-------- Passage présenté

Tout le monde, ou à peu près, depuis 12 ou 15 ans a été obligé de se serrer la ceinture. D'un autre côté, nous avons mis en péril notre mémoire collective. Si l'administrateur de la Bibliothèque nationale s'inquiète publiquement — il a fait des déclarations dans les journaux la semaine dernière encore —, il est temps que nous nous réveillions, nous qui sommes chargés d'approuver les crédits du gouvernement et de voir à ce que la loi soit respectée. Je voudrais bien que dans votre rapport sur l'étude de ces comptes, vous en fassiez mention de façon sérieuse.
Entre-temps, les témoins pourraient-ils tracer pour le comité un portrait réaliste et factuel du budget de la Bibliothèque nationale, des sommes qui lui ont été allouées depuis les 10 ou 12 dernières années? Nous pourrions ainsi comparer la situation actuelle par rapport aux demandes auxquelles elle est confrontée. Nous pourrions voir les sommes disponibles qui ne tiennent pas compte des facteurs inflationnistes et autres facteurs économiques qui ont un impact tout à fait négatif sur leur fonctionnement.
J'aimerais bien que le message soit porté à l'attention des personnes responsables.
[Traduction]
M. Bickerton: Je ferai deux observations, monsieur le président. Nous n'avons évidemment pas sur nous aujourd'hui tout le dossier, qui remonte à 10 ans. Nous ferons parvenir au plus tôt ces renseignements au comité.
Au cours de l'exercice, le Secrétariat du Conseil du Trésor a reçu une demande de crédits supplémentaires présentée par la Bibliothèque nationale au titre de ses besoins de fonctionnement. L'année dernière, elle a bénéficié de 1 million de dollars de crédits supplémentaires pour régler des problèmes de préservation et remédier à certains besoins TI à long terme. Il est probable que l'on poursuivra cette action cette année dans le cadre d'un budget supplémentaire des dépenses. Je ne sais pas, cependant, si l'on répondra ainsi à tous les besoins exprimés par l'administrateur général de la Bibliothèque nationale.

----------------
-------- Entrées fournies

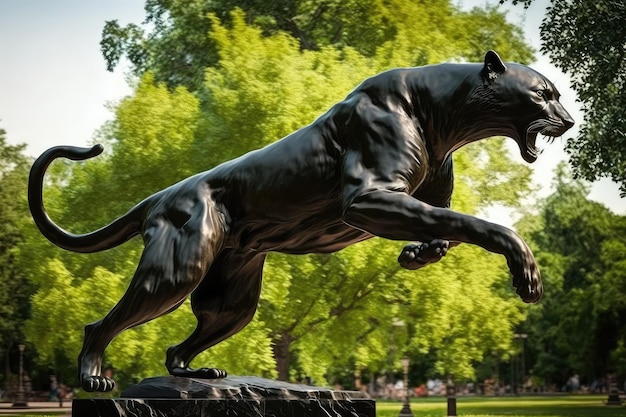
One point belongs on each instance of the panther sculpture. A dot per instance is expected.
(377, 163)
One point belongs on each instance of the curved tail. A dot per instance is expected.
(116, 233)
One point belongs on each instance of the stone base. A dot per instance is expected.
(234, 396)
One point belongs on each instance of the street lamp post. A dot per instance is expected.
(20, 397)
(406, 407)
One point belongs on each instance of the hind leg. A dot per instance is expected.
(224, 303)
(173, 263)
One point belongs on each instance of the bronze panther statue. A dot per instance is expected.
(376, 164)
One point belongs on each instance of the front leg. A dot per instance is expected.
(419, 254)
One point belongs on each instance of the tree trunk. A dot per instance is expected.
(282, 355)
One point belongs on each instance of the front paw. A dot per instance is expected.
(96, 383)
(418, 255)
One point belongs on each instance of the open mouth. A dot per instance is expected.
(550, 128)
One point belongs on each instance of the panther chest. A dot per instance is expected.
(437, 185)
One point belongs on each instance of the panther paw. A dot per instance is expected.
(418, 255)
(97, 383)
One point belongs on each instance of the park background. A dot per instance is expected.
(328, 319)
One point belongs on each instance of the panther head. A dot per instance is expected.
(528, 101)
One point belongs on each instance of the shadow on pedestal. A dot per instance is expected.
(234, 396)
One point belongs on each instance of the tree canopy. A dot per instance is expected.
(586, 40)
(579, 326)
(15, 289)
(172, 42)
(244, 83)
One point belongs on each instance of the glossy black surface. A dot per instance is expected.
(377, 163)
(233, 396)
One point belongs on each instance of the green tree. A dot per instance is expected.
(174, 46)
(579, 325)
(586, 40)
(14, 286)
(261, 87)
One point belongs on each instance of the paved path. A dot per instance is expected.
(6, 409)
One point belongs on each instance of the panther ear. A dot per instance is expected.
(493, 66)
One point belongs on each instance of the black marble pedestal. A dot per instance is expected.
(234, 396)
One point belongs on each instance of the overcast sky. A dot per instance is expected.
(54, 86)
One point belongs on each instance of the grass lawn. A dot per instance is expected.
(561, 406)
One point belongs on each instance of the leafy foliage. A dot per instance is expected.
(398, 32)
(218, 86)
(586, 40)
(14, 286)
(579, 325)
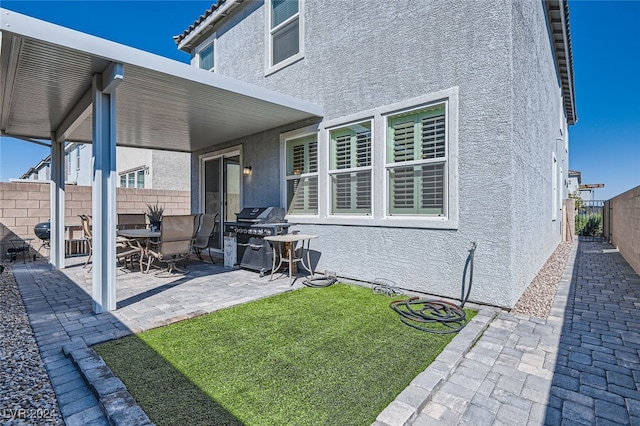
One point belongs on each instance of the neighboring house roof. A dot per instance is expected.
(217, 11)
(557, 11)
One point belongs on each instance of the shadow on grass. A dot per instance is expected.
(187, 404)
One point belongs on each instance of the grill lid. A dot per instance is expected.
(261, 215)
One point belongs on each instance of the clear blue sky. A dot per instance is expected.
(604, 144)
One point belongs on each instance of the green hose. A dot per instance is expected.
(437, 316)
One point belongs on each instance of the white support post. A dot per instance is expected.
(103, 203)
(56, 254)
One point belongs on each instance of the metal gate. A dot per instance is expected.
(590, 220)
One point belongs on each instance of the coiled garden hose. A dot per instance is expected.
(425, 314)
(319, 282)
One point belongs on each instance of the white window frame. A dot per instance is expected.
(284, 138)
(390, 165)
(379, 217)
(210, 41)
(270, 67)
(334, 172)
(133, 172)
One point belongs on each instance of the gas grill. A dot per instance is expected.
(251, 226)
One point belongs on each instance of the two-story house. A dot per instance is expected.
(445, 123)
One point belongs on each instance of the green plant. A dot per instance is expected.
(154, 213)
(589, 225)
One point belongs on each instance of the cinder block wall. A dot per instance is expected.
(23, 205)
(625, 226)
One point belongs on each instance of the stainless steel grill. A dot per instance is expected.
(251, 226)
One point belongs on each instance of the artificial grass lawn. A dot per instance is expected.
(332, 356)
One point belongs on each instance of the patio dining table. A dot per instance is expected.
(284, 250)
(142, 236)
(138, 233)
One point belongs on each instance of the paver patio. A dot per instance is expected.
(580, 366)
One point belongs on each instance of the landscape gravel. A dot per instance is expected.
(26, 394)
(538, 298)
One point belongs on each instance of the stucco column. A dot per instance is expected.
(56, 255)
(103, 202)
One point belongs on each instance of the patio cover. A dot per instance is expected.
(63, 85)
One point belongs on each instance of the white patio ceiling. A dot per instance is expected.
(45, 85)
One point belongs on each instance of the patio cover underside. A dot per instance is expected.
(62, 85)
(46, 76)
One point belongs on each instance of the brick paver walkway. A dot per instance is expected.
(59, 309)
(579, 366)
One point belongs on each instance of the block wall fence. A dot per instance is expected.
(25, 204)
(623, 229)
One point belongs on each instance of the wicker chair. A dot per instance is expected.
(208, 229)
(86, 230)
(176, 243)
(127, 249)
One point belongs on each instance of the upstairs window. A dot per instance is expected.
(205, 55)
(285, 29)
(417, 162)
(350, 169)
(302, 175)
(132, 179)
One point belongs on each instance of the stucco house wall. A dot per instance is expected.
(539, 136)
(372, 54)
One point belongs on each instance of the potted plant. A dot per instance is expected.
(154, 213)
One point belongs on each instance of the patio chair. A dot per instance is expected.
(176, 243)
(207, 230)
(86, 230)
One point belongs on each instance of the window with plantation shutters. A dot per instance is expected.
(417, 162)
(284, 30)
(351, 169)
(302, 175)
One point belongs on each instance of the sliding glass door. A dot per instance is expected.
(220, 191)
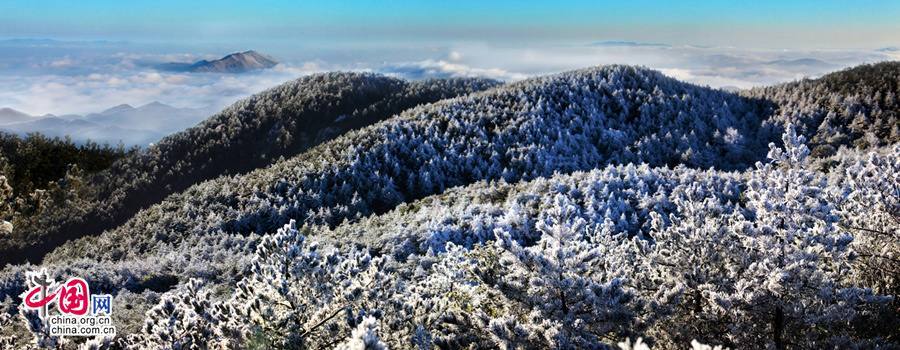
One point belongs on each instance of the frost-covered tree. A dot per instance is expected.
(774, 275)
(298, 296)
(565, 287)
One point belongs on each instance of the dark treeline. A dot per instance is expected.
(30, 163)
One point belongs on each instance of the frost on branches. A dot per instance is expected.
(780, 256)
(773, 273)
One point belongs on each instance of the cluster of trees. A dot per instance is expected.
(253, 133)
(762, 258)
(452, 224)
(40, 174)
(574, 121)
(858, 106)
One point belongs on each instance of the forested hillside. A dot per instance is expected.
(562, 123)
(252, 133)
(859, 106)
(575, 210)
(39, 174)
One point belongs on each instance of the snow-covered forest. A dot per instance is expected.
(609, 207)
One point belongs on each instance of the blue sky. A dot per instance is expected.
(759, 23)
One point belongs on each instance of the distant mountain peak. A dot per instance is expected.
(117, 109)
(9, 115)
(237, 62)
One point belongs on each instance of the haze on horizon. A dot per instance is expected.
(103, 53)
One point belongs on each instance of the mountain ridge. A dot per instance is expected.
(238, 62)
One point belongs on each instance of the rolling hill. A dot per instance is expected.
(565, 211)
(254, 132)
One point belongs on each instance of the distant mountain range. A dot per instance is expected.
(123, 123)
(239, 62)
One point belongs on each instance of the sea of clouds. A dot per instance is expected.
(69, 77)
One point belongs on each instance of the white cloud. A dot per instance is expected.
(85, 82)
(444, 69)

----------------

» Votre objectif
Poursuivez le compte rendu de séance sur le budget de la Bibliothèque nationale, en reprenant juste après sa dernière phrase.

» Corrigé
Enfin, le Secrétariat du Conseil du Trésor a pour politique d'inciter les ministères à élaborer des plans d'équipement à long terme pour s'efforcer de maintenir en état les installations dont ils disposent. Les ministères sont encouragés à élaborer de tels projets et à les présenter au Conseil du Trésor. Ces projets seront examinés en temps utile. Un certain nombre de ministères l'ont fait et certains changements que vous pouvez constater dans le Budget principal des dépenses en sont le reflet.
Je ne sais pas si le ministère du Patrimoine ou si la Bibliothèque nationale ont élaboré de tels projets.
Le sénateur Bolduc: J'ai constaté, et ce n'est pas la première fois, qu'il y a d'assez gros écarts en ce qui a trait aux coûts de la Sécurité de la vieillesse. Chaque année, vous nous présentez une augmentation de quelque 4 p. 100. J'ai du mal à le comprendre. Une erreur de 4 p. 100 est importante. Cette année, vous nous demandez plus de 1 milliard de dollars de transfert au titre de la Sécurité de la vieillesse, ce qui représente 4 p. 100. Je ne comprends pas.
M. Bickerton: Toutes les prévisions qui ont trait aux programmes législatifs sont faites en fonction des meilleurs renseignements disponibles. On fixe une limite lorsqu'on s'efforce d'arrêter définitivement les chiffres. Pendant le peu de temps que j'ai passé ici, j'ai pu constater que des changements étaient apportés à la hausse ou à la baisse dans un certain nombre de programmes législatifs, mais l'on procède généralement en tenant compte des meilleurs renseignements disponibles.
Le sénateur Bolduc: Cette prévision devrait être assez précise étant donné qu'elle s'appuie principalement sur la démographie. Je sais qu'il faut tenir compte du facteur correspondant au supplément du revenu, mais une erreur de 4 p. 100 est énorme.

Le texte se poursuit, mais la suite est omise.